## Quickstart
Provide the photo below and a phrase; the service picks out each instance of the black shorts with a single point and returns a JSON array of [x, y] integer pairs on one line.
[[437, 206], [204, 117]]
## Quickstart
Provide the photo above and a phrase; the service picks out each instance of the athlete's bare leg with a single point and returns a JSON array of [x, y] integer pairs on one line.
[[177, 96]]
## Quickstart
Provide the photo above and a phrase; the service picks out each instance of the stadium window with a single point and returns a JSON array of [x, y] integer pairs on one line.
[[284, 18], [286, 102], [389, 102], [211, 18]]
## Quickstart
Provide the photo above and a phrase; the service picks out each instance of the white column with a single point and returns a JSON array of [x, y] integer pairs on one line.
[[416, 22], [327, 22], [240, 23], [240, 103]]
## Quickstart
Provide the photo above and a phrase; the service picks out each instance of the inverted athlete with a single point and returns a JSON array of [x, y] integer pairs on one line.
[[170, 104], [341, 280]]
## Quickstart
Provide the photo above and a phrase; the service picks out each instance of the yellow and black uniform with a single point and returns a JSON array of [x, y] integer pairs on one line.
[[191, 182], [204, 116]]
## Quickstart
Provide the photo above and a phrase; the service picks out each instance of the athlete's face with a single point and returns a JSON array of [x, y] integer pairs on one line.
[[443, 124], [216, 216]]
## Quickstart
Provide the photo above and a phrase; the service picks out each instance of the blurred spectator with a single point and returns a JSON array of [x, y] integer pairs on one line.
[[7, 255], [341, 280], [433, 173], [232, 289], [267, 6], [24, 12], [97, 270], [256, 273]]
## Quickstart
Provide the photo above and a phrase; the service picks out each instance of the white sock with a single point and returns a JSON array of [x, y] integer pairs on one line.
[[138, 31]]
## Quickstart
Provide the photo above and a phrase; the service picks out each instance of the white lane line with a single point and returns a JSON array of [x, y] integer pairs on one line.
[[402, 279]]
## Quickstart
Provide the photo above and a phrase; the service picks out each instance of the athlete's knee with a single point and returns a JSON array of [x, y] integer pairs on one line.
--*--
> **Exercise aim**:
Please repeat the material above word for word, from its first line up to and including the line that contains "[[437, 206], [204, 117]]".

> **Result below**:
## Quickstart
Provide the photo below and a phrase; the service picks out each instance of the black shorts with a single point and returns a JSON array of [x, y] integer pairs on one line.
[[437, 206], [204, 117]]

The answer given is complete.